TASK TO CARRY OUT:
Repeat exactly each line of the data provided below.

>> start SUPPLIED RECORDS

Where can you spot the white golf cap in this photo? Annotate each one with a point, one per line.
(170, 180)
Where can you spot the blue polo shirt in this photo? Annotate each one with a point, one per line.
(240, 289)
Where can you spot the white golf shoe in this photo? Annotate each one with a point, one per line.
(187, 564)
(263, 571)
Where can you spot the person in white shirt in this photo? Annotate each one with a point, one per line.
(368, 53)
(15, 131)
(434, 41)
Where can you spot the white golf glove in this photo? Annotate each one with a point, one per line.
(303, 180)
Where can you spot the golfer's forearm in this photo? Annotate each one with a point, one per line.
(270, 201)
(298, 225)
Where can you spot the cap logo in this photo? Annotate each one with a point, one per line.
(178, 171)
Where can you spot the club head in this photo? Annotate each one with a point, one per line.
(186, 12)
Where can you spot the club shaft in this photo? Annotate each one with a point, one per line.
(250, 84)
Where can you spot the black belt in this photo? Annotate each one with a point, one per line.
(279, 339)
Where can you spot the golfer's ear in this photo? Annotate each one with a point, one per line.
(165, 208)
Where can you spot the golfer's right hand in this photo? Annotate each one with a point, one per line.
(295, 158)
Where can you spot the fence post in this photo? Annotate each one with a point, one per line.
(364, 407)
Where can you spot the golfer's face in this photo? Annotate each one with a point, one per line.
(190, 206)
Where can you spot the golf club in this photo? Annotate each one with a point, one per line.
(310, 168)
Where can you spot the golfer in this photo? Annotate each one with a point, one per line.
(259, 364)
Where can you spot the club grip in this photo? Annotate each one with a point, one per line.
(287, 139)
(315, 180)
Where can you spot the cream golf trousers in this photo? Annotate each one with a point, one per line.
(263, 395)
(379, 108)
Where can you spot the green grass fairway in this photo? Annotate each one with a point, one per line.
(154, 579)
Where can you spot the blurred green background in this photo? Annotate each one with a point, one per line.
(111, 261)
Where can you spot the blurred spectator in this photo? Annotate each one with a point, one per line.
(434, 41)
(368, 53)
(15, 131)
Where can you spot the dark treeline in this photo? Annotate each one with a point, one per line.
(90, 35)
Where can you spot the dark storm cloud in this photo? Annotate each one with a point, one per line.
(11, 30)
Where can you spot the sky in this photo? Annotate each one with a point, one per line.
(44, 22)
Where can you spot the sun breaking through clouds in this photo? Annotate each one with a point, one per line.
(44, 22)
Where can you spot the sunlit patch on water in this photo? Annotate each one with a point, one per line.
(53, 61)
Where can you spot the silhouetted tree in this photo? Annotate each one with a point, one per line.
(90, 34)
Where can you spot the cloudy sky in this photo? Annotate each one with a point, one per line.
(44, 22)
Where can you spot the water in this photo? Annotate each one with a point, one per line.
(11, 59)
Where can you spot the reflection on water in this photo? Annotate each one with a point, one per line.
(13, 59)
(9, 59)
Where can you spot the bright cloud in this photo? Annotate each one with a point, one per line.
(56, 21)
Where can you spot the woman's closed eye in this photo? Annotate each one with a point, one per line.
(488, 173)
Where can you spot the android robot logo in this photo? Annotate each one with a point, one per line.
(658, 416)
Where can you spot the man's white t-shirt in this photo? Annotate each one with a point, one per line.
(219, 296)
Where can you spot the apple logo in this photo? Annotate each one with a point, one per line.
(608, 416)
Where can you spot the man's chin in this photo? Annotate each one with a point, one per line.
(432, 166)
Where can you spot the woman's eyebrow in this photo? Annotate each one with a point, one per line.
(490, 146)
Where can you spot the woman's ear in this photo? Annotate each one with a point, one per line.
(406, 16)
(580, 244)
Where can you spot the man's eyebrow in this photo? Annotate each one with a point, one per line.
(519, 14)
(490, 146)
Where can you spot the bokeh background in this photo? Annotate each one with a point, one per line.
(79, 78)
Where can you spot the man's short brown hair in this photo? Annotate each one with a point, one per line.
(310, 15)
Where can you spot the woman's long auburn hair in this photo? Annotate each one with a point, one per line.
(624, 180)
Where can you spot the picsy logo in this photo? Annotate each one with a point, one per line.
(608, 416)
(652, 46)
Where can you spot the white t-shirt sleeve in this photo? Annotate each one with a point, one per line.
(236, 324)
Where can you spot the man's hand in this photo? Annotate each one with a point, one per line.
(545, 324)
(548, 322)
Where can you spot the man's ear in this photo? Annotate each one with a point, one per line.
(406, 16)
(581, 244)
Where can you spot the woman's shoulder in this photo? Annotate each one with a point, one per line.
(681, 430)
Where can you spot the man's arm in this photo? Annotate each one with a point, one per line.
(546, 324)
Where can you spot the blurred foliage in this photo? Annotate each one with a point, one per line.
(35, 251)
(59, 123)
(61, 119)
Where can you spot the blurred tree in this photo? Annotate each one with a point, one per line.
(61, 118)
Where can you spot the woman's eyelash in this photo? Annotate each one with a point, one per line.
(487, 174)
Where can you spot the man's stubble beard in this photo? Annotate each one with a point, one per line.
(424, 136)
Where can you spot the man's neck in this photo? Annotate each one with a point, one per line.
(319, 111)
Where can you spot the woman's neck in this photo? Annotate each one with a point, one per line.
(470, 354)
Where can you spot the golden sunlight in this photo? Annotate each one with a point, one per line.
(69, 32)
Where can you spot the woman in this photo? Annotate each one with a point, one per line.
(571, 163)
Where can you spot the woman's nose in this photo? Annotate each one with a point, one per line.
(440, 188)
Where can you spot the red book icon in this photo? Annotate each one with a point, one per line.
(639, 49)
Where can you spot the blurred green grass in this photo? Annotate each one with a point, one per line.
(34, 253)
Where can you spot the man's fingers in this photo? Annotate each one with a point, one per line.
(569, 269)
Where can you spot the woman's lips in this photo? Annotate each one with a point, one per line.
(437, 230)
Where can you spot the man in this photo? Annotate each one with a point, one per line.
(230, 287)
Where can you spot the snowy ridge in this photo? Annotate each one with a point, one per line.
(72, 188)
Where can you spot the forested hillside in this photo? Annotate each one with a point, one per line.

>> end SUPPLIED RECORDS

EXERCISE ANSWER:
Where can you spot the white golf cap in this photo? Annotate each one with a point, one per line.
(170, 180)
Where can you spot the blue polo shirt in this photo? Annotate each one with a point, one per line.
(240, 289)
Where can you spot the white golf shoe in this photo? Annotate each one with a point, one per line.
(187, 564)
(263, 571)
Where can you spot the person in white shirt in this photo? Annotate each one with a point, one per line.
(368, 53)
(15, 131)
(434, 41)
Where can you spot the white golf glove in this photo? Annotate each one with a point, one per line.
(303, 180)
Where can you spot the golfer's forearm in this photo? Annotate each one with a point, one per line.
(270, 201)
(298, 225)
Where can you spot the cap logo in this photo? Annotate each one with a point, one per line.
(178, 171)
Where can you spot the club head in this photo? Annotate each one with a point, one per line.
(186, 12)
Where can you spot the club shaft in this photo? Annotate each one with a point, one per line.
(250, 84)
Where can you spot the black belt in this photo? Annotate each one with a point, one per line.
(279, 339)
Where can you spot the golfer's ear in this photo? Annotate each one with a point, one per line.
(165, 208)
Where can you spot the golfer's right hand in this photo? Annotate each one with a point, one per line.
(295, 158)
Where can you spot the fence post in this photo? Annotate each one with a point, one per line.
(364, 407)
Where can you spot the golfer's face in this photo? Annotate each one with a point, one per line.
(190, 206)
Where can you spot the golf club in this photo? Annotate each one with a point, one per line.
(310, 168)
Where can you spot the golfer in this photo? Annotate each one with a point, one per line.
(259, 364)
Where can you spot the club grip in this photo? Annotate each one with a point, one per line.
(287, 139)
(315, 180)
Where can you spot the cream golf trousers in this photo? Annotate each one with a point, one per line.
(263, 395)
(379, 108)
Where can you spot the green grass fairway in this photo? Annotate each one with a point, one per line.
(154, 579)
Where can you spot the blurred green background in this photo? Annotate each one with a point, one per line.
(111, 261)
Where can you spot the blurred spectator in this photo? Annotate each one with a point, one per line.
(434, 41)
(368, 53)
(15, 131)
Where can you spot the dark treeline in this photo? Annotate each one with a point, one per line.
(90, 35)
Where can you spot the dark storm cloud in this photo? Annotate each one with a point, one per line.
(11, 30)
Where can you spot the sky in this photo? Annotate each one with a point, one per line.
(44, 22)
Where can you spot the sun breaking through clouds in this photo? Annotate each one with a point, one per line.
(44, 22)
Where can you spot the sunlit patch on water in this photo? Annotate each one with a point, one per line.
(53, 61)
Where can you spot the silhouetted tree in this photo? Annotate each one with a point, one per line.
(90, 34)
Where can you spot the cloudy sky in this photo? Annotate each one with a point, one per line.
(44, 22)
Where can you spot the water in this photo? Annotate each one with a point, one per line.
(11, 59)
Where can you spot the reflection on water in this photo? Annotate each one with a point, one per line.
(13, 59)
(9, 59)
Where can you spot the bright cloud in this photo? Annotate each one with a point, one per line.
(56, 21)
Where can you spot the woman's closed eye in this photo? Annotate each one with a point, one per line.
(488, 173)
Where can you spot the android robot logo in this photo? Annotate each one with a point, one per line.
(658, 416)
Where can you spot the man's white t-shirt in this photo? Annotate each one with a point, one per line.
(219, 296)
Where can you spot the apple logo in this photo? Annotate each one with a point, one per line.
(608, 416)
Where can you spot the man's chin in this photo? Annotate each one with a point, one per line.
(432, 166)
Where can you spot the woman's eyebrow in this photo? Annotate each one with a point, one per line.
(490, 146)
Where can you spot the woman's ear in this photo? Annotate each one with a point, one per line.
(406, 16)
(580, 244)
Where can you spot the man's eyebrow in this photo? Annotate each one with a point, one per line.
(519, 14)
(490, 146)
Where can you spot the bokeh background in this photo? Annotate each one with a point, one per line.
(79, 78)
Where can you spot the man's short brown hair in this photo? Annotate each one with a point, one per line.
(310, 15)
Where can you spot the woman's long auburn hair in this photo? Annotate each one with a point, one per line.
(624, 180)
Where can you spot the picsy logo in this photo? Annotate each one with a point, one per line.
(608, 416)
(652, 46)
Where can you spot the white t-shirt sleeve in this photo? Annotate each one with a point, one per line.
(236, 324)
Where can you spot the man's hand in this photo? Annotate each one with a point, one per line.
(545, 324)
(548, 322)
Where can you spot the man's ear in this photo? Annotate each one with a point, one per line.
(406, 16)
(581, 244)
Where can you spot the woman's shoulder in this photo? Annotate each one with a point, one per line.
(681, 430)
Where can you spot the man's arm in this photo? Annotate each one with a point, one per line.
(546, 324)
Where can you spot the blurred foliage in this photo? Annotate each one with a point, one per line.
(35, 251)
(59, 123)
(61, 119)
Where can you spot the blurred tree in this photo? Annotate each one with a point, one per line.
(61, 118)
Where can you spot the woman's eyelash in this photo? Annotate each one with a point, one per line.
(487, 174)
Where can you spot the man's stubble beard in this photo? Annotate each one with a point, one per line.
(424, 136)
Where can you spot the man's neck in this photo? Annotate each one with a point, one per line.
(319, 111)
Where can you spot the woman's neck in this photo? Annotate each one with a point, one per line.
(470, 354)
Where can you spot the golden sunlight in this photo? Annotate each one with a point, one per line.
(69, 32)
Where can you spot the woman in this photo? Annotate each one with a point, one per line.
(571, 163)
Where can you spot the woman's nose in this photo? Annotate each one with a point, one per line.
(440, 188)
Where can you spot the red book icon in this photo? Annotate each one with a point, one per line.
(639, 49)
Where can you spot the blurred green grass in this photo? Annotate each one with a point, one per line.
(34, 253)
Where can you spot the man's fingers in this photo? Annotate each one with a point, one per line.
(569, 269)
Where can you spot the woman's lips in this photo? Annotate each one with a point, one per line.
(437, 230)
Where can you spot the man in this photo? Annotate each one with a point, one per line.
(230, 287)
Where can you spot the snowy ridge in this photo? Annotate each one with a point, one per line.
(72, 188)
Where can you spot the forested hillside in this photo? Annotate each one with a point, one per line.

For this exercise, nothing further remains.